▶ **Aim of the task**: Write out every record below exactly, so that nothing differs from what is shown.

>>>>

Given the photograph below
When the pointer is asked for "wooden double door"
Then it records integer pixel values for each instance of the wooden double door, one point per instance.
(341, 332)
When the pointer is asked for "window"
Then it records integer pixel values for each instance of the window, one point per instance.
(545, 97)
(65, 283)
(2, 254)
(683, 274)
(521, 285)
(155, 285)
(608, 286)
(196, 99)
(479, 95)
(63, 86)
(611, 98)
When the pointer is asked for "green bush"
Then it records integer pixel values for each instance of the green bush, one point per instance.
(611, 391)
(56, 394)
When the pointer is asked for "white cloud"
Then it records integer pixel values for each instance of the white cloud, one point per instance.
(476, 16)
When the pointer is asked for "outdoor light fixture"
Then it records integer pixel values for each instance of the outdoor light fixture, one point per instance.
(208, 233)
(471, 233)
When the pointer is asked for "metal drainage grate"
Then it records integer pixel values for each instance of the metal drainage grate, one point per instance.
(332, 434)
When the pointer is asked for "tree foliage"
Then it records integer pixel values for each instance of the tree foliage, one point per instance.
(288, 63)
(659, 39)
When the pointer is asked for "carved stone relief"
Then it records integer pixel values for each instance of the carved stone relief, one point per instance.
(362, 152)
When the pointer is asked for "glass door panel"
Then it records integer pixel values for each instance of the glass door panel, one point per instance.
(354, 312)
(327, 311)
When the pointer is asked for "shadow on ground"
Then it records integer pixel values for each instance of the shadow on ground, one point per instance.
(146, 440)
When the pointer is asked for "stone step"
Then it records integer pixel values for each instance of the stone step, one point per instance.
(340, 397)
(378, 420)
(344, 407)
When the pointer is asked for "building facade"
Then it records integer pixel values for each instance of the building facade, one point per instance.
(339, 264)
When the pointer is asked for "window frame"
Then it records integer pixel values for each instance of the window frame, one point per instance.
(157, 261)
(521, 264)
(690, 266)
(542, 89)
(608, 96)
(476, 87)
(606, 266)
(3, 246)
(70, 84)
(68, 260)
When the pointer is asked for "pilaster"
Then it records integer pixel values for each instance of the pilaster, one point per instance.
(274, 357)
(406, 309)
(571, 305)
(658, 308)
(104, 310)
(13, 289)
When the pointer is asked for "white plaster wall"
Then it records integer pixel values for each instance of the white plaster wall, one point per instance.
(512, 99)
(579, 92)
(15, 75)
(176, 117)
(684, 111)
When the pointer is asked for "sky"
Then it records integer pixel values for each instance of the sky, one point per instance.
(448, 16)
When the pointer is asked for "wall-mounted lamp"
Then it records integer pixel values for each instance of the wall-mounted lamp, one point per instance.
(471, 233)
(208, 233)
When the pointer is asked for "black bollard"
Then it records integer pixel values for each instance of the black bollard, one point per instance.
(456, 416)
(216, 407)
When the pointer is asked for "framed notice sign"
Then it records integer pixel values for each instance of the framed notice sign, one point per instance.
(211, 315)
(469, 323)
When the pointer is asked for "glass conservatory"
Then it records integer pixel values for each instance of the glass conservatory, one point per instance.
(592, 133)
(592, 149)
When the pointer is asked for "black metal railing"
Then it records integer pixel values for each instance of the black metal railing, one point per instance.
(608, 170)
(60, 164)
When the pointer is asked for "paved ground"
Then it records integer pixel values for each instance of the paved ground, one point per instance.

<<<<

▶ **Solution below**:
Given the photograph below
When the pointer is asked for "wooden double door"
Then it records integer pixel values for each instance of the wooden double door, one point per instance.
(341, 332)
When the pointer is asked for "window"
Then it records integer pixel values for each instance of the window, one point per instance.
(545, 97)
(65, 283)
(2, 254)
(683, 274)
(521, 285)
(155, 285)
(608, 286)
(196, 99)
(479, 95)
(63, 86)
(611, 98)
When the pointer is asked for "green bush"
Then it records integer pixel values for each instance of the green bush, one point per instance.
(611, 391)
(56, 394)
When the pointer is asked for "white cloud"
Then it records integer pixel values for each instance of the white cloud, one point per instance.
(476, 16)
When the pointer is asked for "outdoor light fixture"
Then it records integer pixel values for each instance of the outdoor light fixture, one point per instance.
(208, 233)
(471, 233)
When the pointer is asked for "metal drainage grate"
Then it records integer pixel values for each instance of the metal drainage grate, one point per instance.
(332, 434)
When the pointer is asked for "tree foliage"
Then it records integer pixel values for each instance of the tree foliage, one point per instance.
(288, 63)
(659, 39)
When the pointer is asked for "carved stone relief"
Then it records integer pixel values for each instance of the carved stone relief, one point per instance.
(362, 152)
When the pointer is asked for "glass door panel"
Then it records integer pixel values for each instance of the glass door panel, one point per instance.
(354, 312)
(327, 311)
When the pointer is asked for "shadow on ground"
Then it records integer pixel values for each instance of the shadow on ground, one point per instance.
(146, 440)
When the pointer is asked for "stone step"
Then it records integer pixel values for each instance of the stone step, one point per instance.
(340, 397)
(378, 420)
(344, 407)
When the pointer is asked for "building facade"
Then it records integer pixel values for each instance of the building facade, one point per instance.
(339, 264)
When the pointer is asked for "window frame"
Then it records integer pixel values for each instance of the window frame, one point per instance.
(157, 261)
(521, 264)
(690, 266)
(542, 89)
(608, 96)
(476, 87)
(606, 266)
(3, 246)
(70, 84)
(68, 260)
When the pointer is asked for "pilaster"
Then it records integer pixel values for each instance of the pilaster, one point per instance.
(274, 357)
(406, 309)
(571, 305)
(658, 308)
(104, 310)
(13, 289)
When the pointer is asked for "white plaster wall"
Then it records integer pixel values for each instance of the white plaster wall, one point per instance.
(512, 99)
(579, 92)
(15, 75)
(176, 117)
(684, 111)
When the pointer is asked for "sky"
Then it records integer pixel values for each instance of the sky, one point per instance.
(448, 16)
When the pointer is asked for "wall-mounted lamp"
Then it records integer pixel values for each instance of the wall-mounted lamp, one point per instance.
(471, 233)
(208, 233)
When the pointer is asked for "black bollard"
Then it records integer pixel values for each instance of the black bollard, one point per instance.
(456, 416)
(216, 407)
When the pointer is asked for "framed notice sign"
Then it records integer pixel values for each instance of the framed notice sign, one point per instance.
(211, 315)
(469, 323)
When the pointer is asked for "glass conservatory"
Then it records integer pixel values for each instance of the glass conservatory, one point per instance.
(592, 133)
(592, 149)
When the pointer is asked for "black metal railing"
Then it records integer pixel values for each instance of the black metal railing, one point per instance.
(608, 170)
(60, 164)
When the pointer is asked for "paved ground"
Then it records integer pixel values for each instance of the paved ground, one point per instance.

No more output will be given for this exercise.